▶ [WRITTEN INSTRUCTION]: Please copy out the data starting at the line containing "Locate the laptop" and ending at the line containing "69], [340, 67]]", shifting every answer coordinate up by 124 and keeping all other text and numbers unchanged.
%%
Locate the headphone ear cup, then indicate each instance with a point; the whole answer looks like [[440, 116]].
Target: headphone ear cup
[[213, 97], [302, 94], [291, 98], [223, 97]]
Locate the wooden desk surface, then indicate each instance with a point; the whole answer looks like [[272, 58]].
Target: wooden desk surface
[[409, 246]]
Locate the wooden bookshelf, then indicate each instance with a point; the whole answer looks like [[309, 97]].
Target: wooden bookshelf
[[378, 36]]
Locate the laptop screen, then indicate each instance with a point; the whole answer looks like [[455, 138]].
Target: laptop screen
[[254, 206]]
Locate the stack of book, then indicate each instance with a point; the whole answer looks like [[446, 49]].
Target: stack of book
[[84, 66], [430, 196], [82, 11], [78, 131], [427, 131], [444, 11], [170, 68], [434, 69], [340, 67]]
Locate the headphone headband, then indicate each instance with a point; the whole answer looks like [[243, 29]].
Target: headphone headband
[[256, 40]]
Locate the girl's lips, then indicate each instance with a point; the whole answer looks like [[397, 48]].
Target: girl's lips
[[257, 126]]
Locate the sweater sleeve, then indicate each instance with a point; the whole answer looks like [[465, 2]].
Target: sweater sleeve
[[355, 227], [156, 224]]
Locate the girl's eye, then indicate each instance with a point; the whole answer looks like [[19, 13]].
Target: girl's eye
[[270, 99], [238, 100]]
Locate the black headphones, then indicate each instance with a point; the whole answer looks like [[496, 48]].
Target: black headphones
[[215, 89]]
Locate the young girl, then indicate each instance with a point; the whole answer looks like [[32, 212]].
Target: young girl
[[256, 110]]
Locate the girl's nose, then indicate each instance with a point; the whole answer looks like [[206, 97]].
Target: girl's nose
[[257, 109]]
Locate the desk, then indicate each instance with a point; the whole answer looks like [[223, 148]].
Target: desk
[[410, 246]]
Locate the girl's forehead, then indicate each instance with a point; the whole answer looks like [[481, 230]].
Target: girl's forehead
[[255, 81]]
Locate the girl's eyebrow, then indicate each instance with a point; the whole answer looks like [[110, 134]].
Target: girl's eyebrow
%%
▶ [COMPLETED TASK]:
Locate the laptop screen, then indicate each instance with a point; the whole answer looks like [[455, 138]].
Target: laptop screen
[[378, 330]]
Locate the stack of book, then indicate each instance with a point; the whole answer looks like [[446, 49]].
Target: stack of book
[[208, 190], [554, 320], [206, 135], [202, 255], [551, 255], [568, 135], [294, 192], [558, 193], [464, 191]]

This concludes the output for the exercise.